Materials provided:
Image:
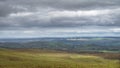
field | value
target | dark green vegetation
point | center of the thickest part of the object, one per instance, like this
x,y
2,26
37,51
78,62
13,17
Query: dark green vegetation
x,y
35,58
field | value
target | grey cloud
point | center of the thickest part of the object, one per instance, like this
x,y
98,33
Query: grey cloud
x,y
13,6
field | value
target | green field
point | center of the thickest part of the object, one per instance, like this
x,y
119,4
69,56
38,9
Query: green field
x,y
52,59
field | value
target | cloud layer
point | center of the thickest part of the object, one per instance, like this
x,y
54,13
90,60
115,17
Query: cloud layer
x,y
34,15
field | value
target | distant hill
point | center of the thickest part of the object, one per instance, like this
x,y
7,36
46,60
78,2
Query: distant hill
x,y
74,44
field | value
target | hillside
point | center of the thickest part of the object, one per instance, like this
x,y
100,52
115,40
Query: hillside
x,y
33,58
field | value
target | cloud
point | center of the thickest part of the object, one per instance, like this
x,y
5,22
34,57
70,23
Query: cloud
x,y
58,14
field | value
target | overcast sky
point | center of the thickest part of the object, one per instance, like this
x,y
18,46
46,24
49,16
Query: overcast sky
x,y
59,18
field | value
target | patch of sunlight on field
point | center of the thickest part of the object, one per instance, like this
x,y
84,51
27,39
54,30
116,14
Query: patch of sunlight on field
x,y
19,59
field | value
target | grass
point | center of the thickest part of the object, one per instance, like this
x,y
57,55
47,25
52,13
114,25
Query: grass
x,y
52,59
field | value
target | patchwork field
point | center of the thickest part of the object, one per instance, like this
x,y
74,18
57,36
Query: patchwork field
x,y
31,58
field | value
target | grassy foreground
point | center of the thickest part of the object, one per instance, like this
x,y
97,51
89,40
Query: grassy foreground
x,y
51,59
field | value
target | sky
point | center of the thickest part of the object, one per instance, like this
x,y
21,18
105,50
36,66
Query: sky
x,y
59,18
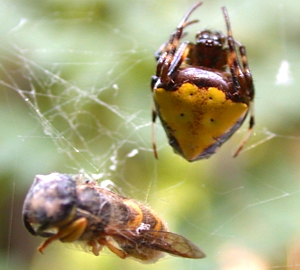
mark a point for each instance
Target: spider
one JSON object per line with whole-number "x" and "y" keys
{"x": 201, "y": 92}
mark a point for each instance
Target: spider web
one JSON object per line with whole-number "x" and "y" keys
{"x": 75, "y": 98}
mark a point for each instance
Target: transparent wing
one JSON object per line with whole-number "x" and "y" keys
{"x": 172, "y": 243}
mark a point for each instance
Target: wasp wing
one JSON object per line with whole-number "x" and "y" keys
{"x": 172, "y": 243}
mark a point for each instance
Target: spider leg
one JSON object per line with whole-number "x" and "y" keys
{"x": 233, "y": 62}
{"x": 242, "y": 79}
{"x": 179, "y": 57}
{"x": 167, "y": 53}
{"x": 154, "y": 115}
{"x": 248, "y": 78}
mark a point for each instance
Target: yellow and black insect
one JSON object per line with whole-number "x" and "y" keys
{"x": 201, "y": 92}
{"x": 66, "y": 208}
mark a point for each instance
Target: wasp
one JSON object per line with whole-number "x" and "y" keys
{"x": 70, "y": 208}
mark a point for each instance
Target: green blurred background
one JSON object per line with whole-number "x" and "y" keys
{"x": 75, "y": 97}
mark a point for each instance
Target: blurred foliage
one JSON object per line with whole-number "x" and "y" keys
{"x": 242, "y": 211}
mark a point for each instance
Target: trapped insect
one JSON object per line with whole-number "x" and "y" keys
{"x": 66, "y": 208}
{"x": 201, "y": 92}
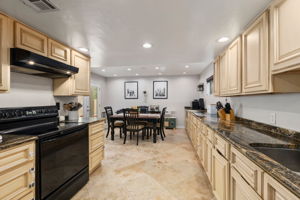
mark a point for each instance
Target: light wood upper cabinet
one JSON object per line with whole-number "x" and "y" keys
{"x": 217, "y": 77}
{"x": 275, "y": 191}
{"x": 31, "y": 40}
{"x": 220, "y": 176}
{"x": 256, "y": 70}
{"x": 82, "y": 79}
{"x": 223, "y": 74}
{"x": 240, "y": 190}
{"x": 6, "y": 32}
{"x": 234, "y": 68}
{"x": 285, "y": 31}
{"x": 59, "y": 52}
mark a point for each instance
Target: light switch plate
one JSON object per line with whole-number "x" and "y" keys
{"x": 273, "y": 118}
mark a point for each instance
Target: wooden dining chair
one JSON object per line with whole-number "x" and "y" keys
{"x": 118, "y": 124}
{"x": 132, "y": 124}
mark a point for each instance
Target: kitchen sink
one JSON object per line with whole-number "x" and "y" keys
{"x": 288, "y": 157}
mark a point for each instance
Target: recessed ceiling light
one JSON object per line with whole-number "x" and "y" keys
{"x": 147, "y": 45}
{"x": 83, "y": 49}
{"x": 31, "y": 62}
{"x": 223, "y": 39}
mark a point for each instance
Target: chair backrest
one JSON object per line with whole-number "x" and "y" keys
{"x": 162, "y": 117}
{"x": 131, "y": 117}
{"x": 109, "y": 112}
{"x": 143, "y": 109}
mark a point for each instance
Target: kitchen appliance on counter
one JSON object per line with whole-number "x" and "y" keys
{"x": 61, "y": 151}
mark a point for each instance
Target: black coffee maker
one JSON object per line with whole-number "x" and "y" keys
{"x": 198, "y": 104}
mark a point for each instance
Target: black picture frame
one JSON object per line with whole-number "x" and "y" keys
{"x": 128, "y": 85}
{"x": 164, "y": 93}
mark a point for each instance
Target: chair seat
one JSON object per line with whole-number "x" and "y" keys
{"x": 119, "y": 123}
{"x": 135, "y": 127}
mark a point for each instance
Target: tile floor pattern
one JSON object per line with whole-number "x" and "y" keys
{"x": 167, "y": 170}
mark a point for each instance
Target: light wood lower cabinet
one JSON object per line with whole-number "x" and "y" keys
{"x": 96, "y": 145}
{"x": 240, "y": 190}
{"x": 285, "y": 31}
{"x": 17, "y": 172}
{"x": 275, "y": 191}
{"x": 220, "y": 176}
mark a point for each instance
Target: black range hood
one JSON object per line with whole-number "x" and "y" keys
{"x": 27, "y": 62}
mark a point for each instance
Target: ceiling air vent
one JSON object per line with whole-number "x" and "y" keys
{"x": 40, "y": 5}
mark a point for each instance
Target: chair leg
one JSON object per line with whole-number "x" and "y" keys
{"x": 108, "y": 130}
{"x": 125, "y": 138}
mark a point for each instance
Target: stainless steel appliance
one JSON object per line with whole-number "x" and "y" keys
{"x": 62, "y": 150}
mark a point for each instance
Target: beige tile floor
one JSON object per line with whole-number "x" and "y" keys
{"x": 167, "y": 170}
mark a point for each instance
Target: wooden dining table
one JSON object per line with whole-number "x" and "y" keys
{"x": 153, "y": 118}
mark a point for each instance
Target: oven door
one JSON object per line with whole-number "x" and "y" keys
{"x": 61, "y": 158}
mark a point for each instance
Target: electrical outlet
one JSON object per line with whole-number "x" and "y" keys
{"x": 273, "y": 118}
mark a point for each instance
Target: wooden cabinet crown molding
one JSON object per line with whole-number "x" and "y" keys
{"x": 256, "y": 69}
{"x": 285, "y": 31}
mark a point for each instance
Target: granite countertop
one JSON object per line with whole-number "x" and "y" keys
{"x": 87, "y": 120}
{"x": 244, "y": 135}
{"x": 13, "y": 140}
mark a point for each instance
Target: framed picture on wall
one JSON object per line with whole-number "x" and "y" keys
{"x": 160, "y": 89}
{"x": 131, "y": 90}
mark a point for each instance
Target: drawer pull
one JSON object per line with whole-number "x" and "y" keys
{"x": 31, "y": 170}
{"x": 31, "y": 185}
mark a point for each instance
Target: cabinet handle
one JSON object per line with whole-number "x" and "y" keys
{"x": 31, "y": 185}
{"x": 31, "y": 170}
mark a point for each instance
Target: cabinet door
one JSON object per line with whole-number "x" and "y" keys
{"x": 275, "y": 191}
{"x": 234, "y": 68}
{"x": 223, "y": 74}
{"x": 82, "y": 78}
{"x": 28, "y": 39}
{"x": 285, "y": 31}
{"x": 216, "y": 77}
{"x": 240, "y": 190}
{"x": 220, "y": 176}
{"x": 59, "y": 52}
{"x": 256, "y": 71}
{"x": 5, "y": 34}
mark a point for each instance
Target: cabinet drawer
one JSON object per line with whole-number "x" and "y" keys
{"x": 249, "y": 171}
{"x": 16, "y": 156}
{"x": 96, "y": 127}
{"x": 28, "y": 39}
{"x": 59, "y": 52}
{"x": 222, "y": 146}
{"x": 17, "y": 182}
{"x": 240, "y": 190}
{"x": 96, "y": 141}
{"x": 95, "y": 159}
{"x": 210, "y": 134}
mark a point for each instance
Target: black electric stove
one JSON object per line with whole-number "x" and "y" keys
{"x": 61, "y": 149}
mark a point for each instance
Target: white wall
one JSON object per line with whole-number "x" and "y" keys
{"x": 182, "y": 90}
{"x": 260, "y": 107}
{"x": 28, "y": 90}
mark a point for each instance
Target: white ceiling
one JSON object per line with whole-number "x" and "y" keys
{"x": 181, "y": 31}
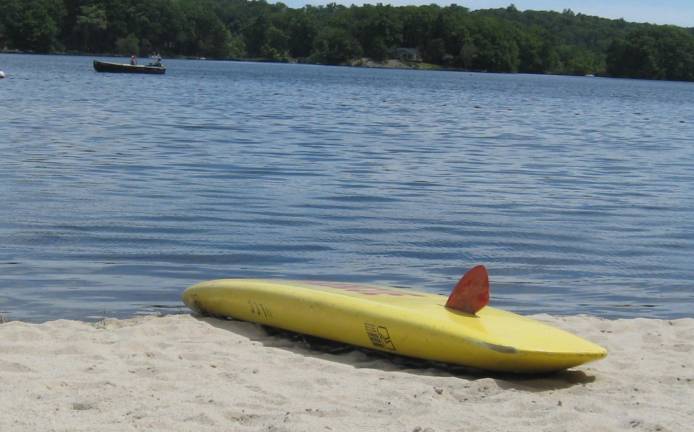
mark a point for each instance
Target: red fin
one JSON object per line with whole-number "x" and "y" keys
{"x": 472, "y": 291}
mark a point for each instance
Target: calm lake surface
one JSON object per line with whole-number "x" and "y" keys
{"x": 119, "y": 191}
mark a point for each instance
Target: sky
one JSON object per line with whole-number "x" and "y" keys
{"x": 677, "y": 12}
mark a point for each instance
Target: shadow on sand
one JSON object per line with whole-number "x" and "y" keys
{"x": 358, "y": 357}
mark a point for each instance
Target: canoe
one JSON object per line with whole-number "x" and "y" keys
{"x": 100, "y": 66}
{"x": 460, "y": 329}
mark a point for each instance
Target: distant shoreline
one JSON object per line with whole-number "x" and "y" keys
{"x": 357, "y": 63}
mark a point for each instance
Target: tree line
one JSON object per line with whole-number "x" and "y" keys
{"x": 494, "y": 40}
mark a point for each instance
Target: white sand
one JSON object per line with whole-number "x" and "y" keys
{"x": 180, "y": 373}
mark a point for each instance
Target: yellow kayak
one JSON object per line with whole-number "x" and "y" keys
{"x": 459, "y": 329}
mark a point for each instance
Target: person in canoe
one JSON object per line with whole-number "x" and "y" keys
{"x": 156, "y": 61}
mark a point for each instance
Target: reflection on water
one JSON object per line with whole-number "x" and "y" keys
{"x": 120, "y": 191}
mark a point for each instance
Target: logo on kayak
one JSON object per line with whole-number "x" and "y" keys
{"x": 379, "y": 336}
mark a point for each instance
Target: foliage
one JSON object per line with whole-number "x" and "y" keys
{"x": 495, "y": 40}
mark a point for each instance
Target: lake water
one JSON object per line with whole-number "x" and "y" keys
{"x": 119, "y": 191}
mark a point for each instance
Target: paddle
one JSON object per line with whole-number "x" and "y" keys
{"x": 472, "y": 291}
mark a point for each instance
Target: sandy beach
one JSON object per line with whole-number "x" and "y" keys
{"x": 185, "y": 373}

==

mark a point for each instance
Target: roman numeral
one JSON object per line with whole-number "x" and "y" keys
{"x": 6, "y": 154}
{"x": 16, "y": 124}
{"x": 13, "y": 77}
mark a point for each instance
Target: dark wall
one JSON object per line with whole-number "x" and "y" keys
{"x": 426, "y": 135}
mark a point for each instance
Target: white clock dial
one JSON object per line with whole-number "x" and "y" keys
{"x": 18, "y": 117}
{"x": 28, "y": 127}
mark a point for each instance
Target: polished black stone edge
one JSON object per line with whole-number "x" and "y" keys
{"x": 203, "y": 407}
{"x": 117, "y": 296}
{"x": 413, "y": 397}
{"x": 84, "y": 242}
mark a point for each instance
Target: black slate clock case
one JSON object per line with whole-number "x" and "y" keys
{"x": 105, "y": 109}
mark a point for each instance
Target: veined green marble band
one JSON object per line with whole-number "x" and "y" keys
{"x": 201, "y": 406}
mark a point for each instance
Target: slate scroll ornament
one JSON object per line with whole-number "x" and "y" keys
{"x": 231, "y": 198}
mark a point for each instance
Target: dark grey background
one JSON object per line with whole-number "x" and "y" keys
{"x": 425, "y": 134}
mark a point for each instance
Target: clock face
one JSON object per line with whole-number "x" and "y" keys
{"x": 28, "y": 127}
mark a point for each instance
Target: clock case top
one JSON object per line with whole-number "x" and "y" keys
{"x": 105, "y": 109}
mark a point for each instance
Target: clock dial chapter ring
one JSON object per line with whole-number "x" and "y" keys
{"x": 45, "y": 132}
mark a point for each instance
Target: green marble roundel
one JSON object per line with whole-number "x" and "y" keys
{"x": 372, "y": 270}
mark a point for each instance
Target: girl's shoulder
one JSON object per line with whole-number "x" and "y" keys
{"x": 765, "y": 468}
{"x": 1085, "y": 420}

...

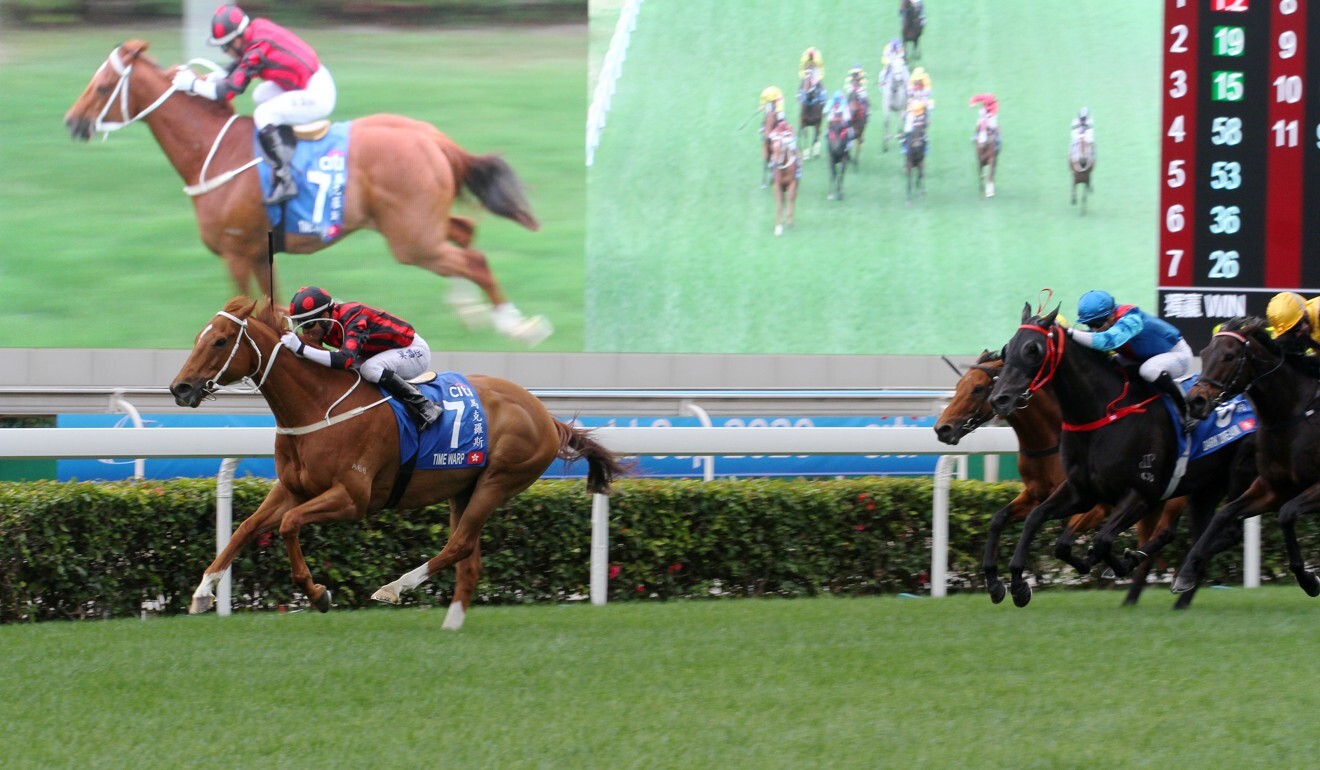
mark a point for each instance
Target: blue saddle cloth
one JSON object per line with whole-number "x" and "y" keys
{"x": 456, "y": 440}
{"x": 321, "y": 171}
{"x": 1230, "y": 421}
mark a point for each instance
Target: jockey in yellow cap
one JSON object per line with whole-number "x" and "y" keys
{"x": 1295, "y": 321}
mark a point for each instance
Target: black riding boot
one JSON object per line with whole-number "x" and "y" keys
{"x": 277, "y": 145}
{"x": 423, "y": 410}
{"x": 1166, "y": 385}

The exercise:
Find every line in the data above that contains the word "appliance" and copy each one out.

Response below:
Target: kitchen appliance on counter
Target: stainless steel appliance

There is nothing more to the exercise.